Work to complete: Which lines in the material below contain the word "tree"? Pick out each one and copy it.

Entries drawn from a collection
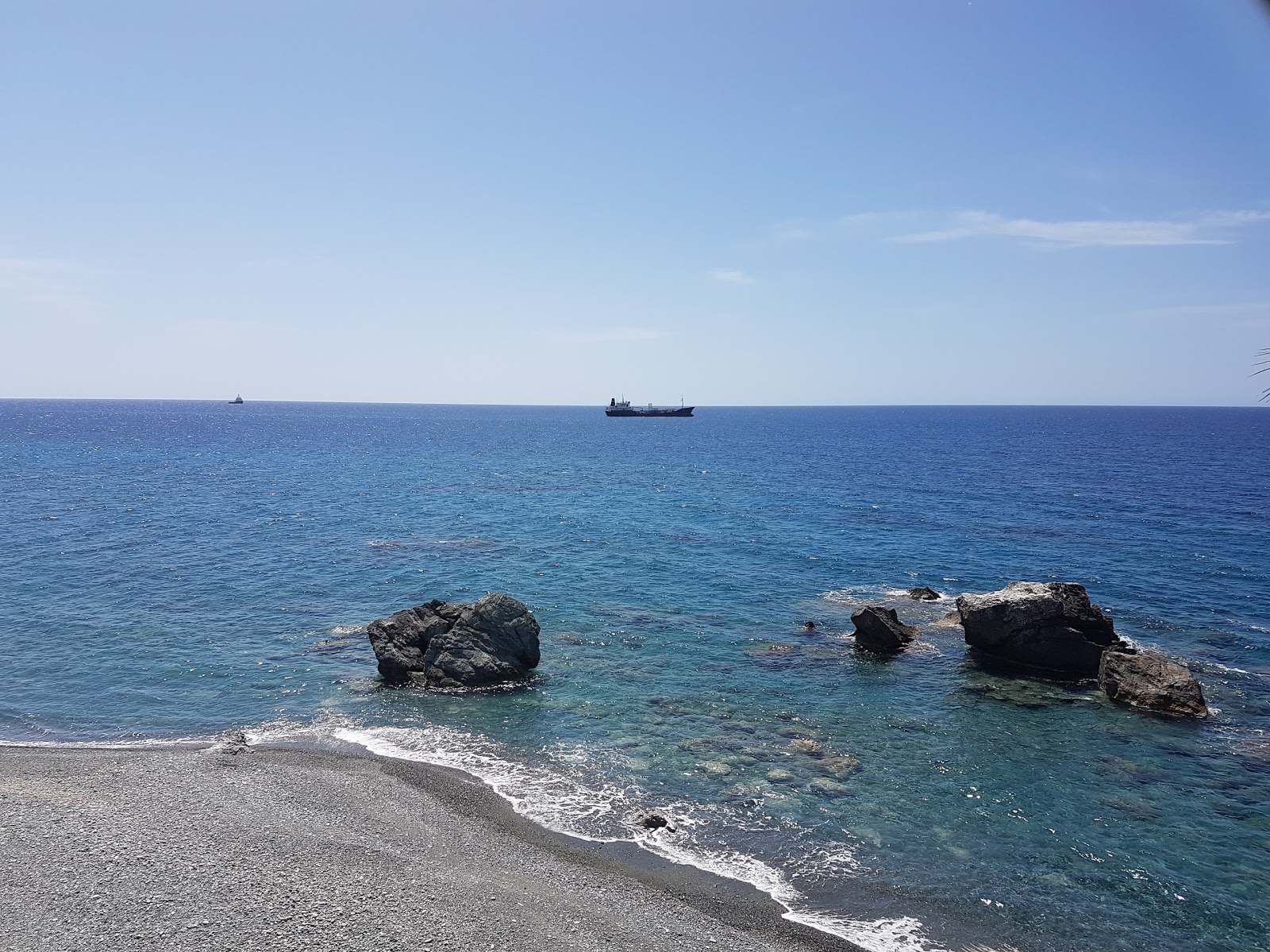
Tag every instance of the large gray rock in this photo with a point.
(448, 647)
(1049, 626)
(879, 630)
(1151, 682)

==

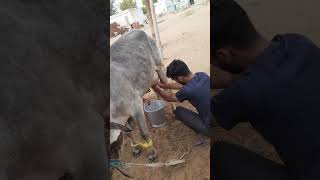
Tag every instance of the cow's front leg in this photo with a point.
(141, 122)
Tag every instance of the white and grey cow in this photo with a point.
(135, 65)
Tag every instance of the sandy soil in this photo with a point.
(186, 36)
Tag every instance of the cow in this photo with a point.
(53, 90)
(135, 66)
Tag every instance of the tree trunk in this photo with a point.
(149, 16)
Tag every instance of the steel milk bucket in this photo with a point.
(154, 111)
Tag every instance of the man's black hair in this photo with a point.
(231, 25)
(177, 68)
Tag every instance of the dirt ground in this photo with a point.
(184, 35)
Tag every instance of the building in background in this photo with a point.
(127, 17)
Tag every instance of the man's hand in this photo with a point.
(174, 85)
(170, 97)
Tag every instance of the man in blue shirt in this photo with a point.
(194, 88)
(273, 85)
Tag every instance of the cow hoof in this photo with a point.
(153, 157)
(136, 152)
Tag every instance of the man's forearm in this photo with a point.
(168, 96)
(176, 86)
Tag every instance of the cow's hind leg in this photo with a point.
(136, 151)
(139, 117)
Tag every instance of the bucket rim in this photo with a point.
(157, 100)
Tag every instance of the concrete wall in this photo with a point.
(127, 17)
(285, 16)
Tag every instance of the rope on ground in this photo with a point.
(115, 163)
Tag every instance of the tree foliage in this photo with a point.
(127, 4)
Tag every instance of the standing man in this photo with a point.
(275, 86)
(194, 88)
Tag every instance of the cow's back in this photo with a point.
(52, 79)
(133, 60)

Answer to the exercise:
Tag every instance of the tree trunk in this photo with a point.
Tag every instance of the tree foliage in this photo with a point.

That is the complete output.